***** SOURCE TEXT *****

His point is that the powers that be in baseball have almost always tried to limit changes to the game. When one aspect grows too dominant - say the way pitching did from the late Fifties to 1968 - the owners and commissioner (well, at least when there WAS a real commissioner...) change things, as they did in lowering the mound in '68, to bring the game "back into balance".

1919 was the apogee of the Dead Ball Era. Teams, and careers, were crafted out of games dominated by pitching, defense, and team-created runs made by stringing together walks, singles, steals, bunts. "Strategy", in the minds of the ballplayers of that period.

Ruth exploded that. Ruth showed that one player could break open a game with his bat. You can imagine how all the guys invested in "strategy" - the bunters, the base-stealers, the scratchers and grubbers for single runs - felt about that.

But the fans loved it. And baseball needed love; it had just lost it's biggest spectacle to cheating (after a period where there was a LOT of cheating all over the sport, and a lot of fans had to know that). Big league ball was sort of like where pro bicycle racing is today; it was hard to know whether that error was really an error, or somebody's shortstop making bank.

So between that, and the new clean white baseballs brought into play after Ray Chapman's death, the hitters went wild and we had Ruth leading the big sluggers through the heavy-hitting Twenties and Thirties.

At the very least it's an interesting idea. James had a bunch of those.

*****

WHAT YOU NEED TO DO
Restate the part of the baseball text above that opens with the words containing "But the fans" and closes with "Twenties and Thirties.", switching "pro bicycle racing" to "professional cycling".

***** LISTING *****

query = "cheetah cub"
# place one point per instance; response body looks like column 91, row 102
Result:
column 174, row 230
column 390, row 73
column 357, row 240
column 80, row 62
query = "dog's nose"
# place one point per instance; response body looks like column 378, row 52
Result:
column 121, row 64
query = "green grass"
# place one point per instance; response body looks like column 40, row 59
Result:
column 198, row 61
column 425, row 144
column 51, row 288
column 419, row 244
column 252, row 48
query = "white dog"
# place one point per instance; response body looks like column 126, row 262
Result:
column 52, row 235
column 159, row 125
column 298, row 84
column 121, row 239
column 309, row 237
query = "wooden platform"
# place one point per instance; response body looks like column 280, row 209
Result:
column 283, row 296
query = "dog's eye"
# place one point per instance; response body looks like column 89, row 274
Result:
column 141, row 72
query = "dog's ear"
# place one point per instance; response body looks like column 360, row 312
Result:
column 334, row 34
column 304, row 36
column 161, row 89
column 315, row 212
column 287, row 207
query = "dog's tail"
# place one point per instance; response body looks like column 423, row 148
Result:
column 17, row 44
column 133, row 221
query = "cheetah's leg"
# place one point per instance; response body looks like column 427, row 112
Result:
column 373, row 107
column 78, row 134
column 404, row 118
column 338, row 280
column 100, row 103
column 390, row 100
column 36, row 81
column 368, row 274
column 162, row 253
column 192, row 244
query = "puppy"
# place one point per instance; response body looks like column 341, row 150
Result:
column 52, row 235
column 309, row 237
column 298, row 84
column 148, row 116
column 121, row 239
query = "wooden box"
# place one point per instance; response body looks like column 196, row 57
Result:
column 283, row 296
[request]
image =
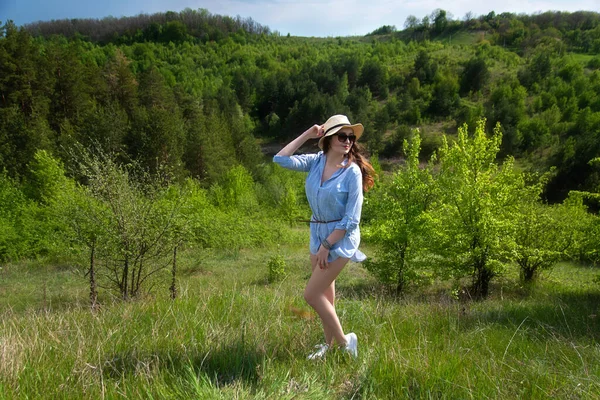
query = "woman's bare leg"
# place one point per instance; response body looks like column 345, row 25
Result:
column 314, row 294
column 329, row 295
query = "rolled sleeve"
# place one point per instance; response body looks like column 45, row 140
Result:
column 353, row 210
column 302, row 162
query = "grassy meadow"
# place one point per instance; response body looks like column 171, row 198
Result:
column 232, row 334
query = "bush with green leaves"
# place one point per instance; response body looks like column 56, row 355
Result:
column 478, row 198
column 277, row 268
column 401, row 224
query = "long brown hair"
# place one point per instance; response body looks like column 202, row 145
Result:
column 355, row 156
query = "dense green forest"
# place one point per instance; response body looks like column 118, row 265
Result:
column 201, row 100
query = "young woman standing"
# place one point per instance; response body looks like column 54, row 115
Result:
column 334, row 187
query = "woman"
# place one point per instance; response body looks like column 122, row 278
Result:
column 336, row 179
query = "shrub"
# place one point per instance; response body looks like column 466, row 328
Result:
column 276, row 268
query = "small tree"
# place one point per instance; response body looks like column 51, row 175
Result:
column 478, row 198
column 138, row 222
column 543, row 233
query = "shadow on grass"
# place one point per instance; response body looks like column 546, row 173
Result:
column 223, row 366
column 572, row 315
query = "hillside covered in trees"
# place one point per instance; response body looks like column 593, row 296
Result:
column 197, row 92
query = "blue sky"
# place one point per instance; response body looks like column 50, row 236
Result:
column 297, row 17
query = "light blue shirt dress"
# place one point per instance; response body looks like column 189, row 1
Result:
column 338, row 198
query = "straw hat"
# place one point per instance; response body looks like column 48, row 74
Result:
column 337, row 122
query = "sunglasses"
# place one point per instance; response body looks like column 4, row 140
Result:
column 343, row 137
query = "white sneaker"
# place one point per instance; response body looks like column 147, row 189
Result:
column 352, row 345
column 320, row 353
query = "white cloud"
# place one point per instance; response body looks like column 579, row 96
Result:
column 308, row 17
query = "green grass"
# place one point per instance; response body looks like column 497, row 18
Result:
column 231, row 334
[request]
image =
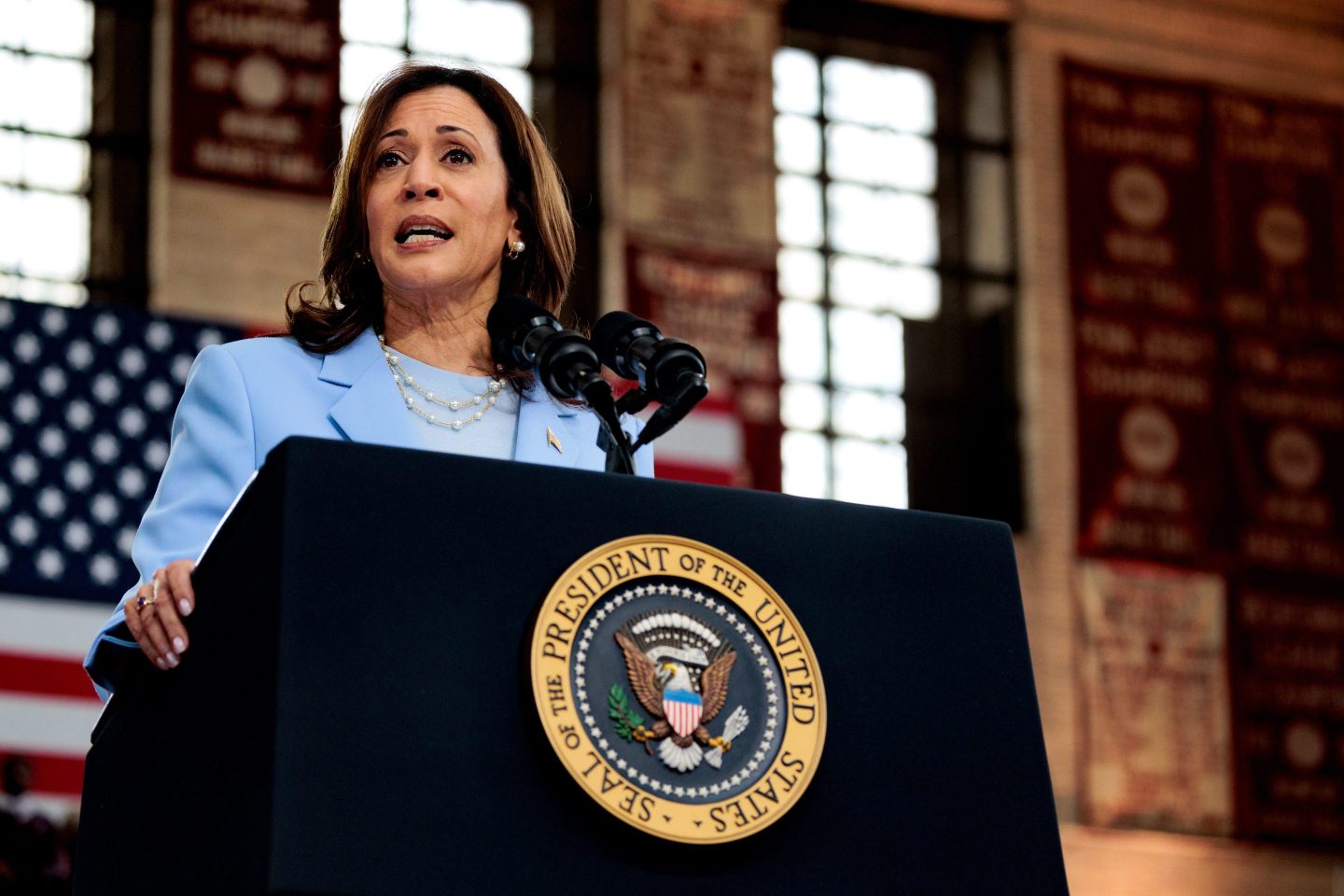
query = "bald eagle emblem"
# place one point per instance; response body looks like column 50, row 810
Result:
column 679, row 672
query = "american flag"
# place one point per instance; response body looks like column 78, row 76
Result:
column 86, row 402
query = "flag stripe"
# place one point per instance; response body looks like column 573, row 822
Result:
column 45, row 676
column 708, row 440
column 60, row 776
column 672, row 469
column 57, row 725
column 51, row 626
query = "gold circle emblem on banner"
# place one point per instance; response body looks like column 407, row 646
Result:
column 678, row 690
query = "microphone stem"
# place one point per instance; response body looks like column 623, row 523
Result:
column 611, row 438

*****

SOLUTION TO THIS EXERCISE
But the fans loved it. And baseball needed love; it had just lost it's biggest spectacle to cheating (after a period where there was a LOT of cheating all over the sport, and a lot of fans had to know that). Big league ball was sort of like where professional cycling is today; it was hard to know whether that error was really an error, or somebody's shortstop making bank.

So between that, and the new clean white baseballs brought into play after Ray Chapman's death, the hitters went wild and we had Ruth leading the big sluggers through the heavy-hitting Twenties and Thirties.